> _Excerto do texto_
<<<<

Com
a reforma do contencioso administrativo, o papel dos tribunais administrativos
como garantia dos direitos fundamentais surge mais vincado, dado o pendor
subjectivista da referida reforma como alias se retira da redacção do art. 4º/1
al a) do ETAF, situação que aliás se encontra reforçado mediante o art.
268º/4/5 da CRP. É então garantido aos administrados, tutela jurisdicional
efectiva dos seus direitos ou interesses legalmente protegidos, incluindo
nomeadamente, o reconhecimento desses direitos ou interesses, a impugnação de
quaisquer actos administrativos que os lesem, independentemente da sua forma, a
determinação da pratica de actos administrativos legalmente devidos e a adopção
de medidas cautelares adequadas. A competência dos Tribunais Administrativos
nesta matéria, cinge-se claro está, quando estamos perante direitos envolvidos
numa relação ou litigio administrativo fundados
em normas constitucionais que têm manifestação nas relações jurídicas
administrativas, como decorre do Art. 109º/2 CPTA.
Quanto
à relação da Constituição e de reforma do Contencioso administrativo é, ao que
parece, bastante estreita ainda mais se considerarmos que com a Revisão
Constitucional de 1982 ao Art. 268º/1 se reforçou de forma notória o pendor
subjectivista do contencioso administrativo a partir da imposição de um meio
processual de Reconhecimento de Direitos: “é
garantido aos interessados, recurso contencioso com fundamento em ilegalidade,
contra quaisquer actos definitivos e executórios, independentemente da sua
forma, bem como para obter o reconhecimento de um direito ou interesse
legalmente protegido.”

>>>>

> _Listagem de entradas_
<<<<

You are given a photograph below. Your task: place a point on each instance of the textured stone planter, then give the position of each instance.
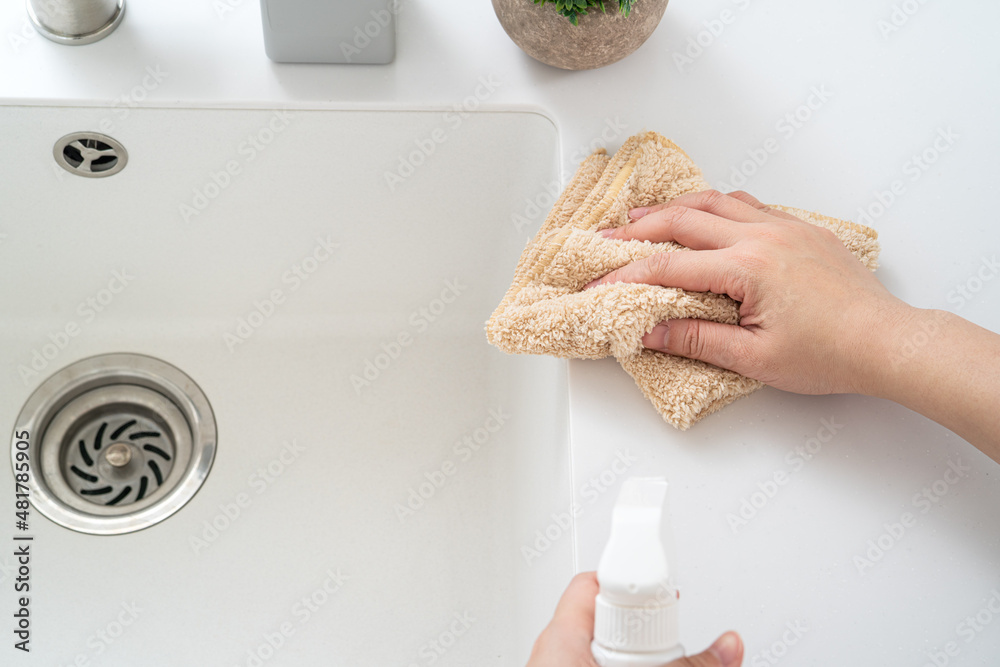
(599, 40)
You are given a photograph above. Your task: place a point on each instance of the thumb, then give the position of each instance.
(722, 345)
(727, 651)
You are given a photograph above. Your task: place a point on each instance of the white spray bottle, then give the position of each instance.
(635, 624)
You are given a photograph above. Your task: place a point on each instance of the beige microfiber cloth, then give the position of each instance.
(545, 311)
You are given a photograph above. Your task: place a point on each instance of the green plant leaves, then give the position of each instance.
(573, 9)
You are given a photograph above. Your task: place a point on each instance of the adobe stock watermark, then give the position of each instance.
(786, 127)
(300, 613)
(899, 17)
(427, 145)
(752, 504)
(292, 279)
(435, 649)
(922, 502)
(257, 483)
(464, 449)
(247, 151)
(86, 311)
(913, 170)
(967, 630)
(224, 8)
(711, 31)
(420, 321)
(106, 635)
(561, 523)
(779, 648)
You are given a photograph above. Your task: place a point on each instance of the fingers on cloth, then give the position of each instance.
(749, 199)
(694, 271)
(689, 227)
(722, 345)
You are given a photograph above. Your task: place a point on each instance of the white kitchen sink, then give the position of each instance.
(324, 277)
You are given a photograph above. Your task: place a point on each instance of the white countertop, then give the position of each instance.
(879, 101)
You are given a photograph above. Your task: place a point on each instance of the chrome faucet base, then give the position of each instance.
(76, 22)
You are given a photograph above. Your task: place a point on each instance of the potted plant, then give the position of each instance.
(579, 34)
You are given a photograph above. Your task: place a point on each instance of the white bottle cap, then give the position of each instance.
(636, 618)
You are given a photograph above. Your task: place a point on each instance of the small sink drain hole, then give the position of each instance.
(90, 154)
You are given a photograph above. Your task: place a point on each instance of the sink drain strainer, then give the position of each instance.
(116, 443)
(90, 154)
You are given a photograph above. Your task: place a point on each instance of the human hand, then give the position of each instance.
(566, 640)
(810, 313)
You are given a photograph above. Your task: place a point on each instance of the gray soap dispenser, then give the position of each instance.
(330, 31)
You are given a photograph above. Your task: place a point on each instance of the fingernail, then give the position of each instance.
(727, 649)
(657, 338)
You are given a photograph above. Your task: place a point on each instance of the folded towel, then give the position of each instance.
(546, 311)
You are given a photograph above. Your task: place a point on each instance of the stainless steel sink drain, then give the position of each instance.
(90, 154)
(117, 443)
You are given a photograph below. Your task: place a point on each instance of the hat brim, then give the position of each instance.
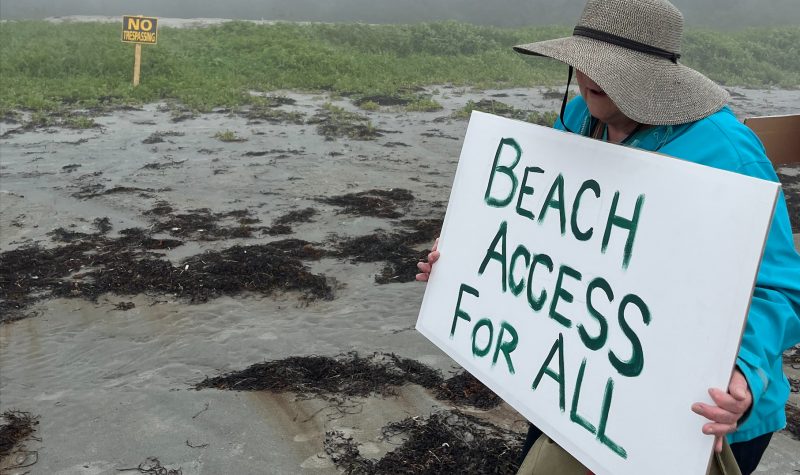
(646, 88)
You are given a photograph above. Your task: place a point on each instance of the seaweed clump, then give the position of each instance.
(203, 224)
(351, 375)
(445, 442)
(259, 268)
(92, 266)
(793, 421)
(376, 203)
(18, 427)
(324, 376)
(396, 249)
(281, 224)
(465, 389)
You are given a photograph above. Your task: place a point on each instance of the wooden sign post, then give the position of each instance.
(592, 286)
(139, 30)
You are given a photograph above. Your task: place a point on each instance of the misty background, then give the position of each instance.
(715, 13)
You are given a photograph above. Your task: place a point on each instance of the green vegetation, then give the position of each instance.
(333, 121)
(369, 105)
(47, 66)
(424, 105)
(228, 136)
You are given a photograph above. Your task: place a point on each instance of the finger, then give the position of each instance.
(738, 387)
(718, 429)
(715, 414)
(728, 402)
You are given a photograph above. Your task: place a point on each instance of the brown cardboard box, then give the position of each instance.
(780, 135)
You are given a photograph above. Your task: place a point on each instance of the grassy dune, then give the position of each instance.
(45, 66)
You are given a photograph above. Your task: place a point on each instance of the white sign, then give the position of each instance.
(599, 290)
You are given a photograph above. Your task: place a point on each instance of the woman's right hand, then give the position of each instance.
(425, 267)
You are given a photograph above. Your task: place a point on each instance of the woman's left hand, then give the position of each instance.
(729, 409)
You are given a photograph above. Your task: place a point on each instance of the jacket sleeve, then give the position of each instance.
(773, 324)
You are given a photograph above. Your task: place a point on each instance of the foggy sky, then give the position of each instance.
(720, 13)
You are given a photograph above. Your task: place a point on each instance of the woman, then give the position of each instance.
(634, 92)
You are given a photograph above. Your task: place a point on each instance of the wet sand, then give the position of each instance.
(113, 387)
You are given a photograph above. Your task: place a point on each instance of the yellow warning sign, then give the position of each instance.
(137, 29)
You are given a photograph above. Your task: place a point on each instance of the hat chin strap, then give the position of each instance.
(564, 101)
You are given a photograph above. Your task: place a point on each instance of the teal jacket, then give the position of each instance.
(773, 324)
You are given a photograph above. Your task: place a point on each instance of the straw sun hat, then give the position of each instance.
(631, 48)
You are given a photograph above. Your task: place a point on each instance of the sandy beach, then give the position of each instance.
(141, 286)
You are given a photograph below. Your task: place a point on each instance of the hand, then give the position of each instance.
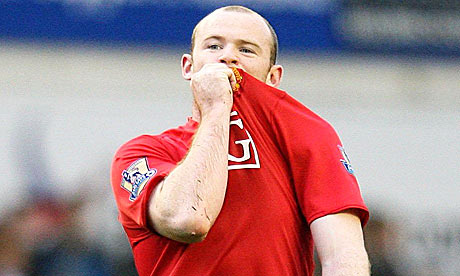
(212, 88)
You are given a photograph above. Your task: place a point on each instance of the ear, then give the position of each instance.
(187, 66)
(275, 75)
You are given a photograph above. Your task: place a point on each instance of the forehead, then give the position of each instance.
(232, 24)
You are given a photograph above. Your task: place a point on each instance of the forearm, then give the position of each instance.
(351, 263)
(188, 202)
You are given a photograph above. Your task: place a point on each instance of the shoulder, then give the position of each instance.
(291, 113)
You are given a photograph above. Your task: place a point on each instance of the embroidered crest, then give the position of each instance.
(345, 161)
(136, 176)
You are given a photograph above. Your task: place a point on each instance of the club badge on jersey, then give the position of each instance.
(345, 161)
(136, 176)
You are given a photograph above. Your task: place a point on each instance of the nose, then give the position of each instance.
(228, 56)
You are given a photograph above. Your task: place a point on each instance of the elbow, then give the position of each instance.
(186, 228)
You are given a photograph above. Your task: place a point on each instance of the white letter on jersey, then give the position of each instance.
(246, 143)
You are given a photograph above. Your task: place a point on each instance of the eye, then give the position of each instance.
(247, 51)
(214, 47)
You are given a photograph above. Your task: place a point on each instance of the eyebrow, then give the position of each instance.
(239, 41)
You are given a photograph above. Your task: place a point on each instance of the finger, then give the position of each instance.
(231, 77)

>>>>

> _Tarefa a realizar_
Segundo o excerto sobre a reforma do contencioso administrativo, em que ano ocorreu a Revisão Constitucional que reforçou o pendor subjectivista do contencioso administrativo através do Art. 268º/1? Responda recorrendo unicamente ao excerto.

> _Resultado do exercício_
Em 1982.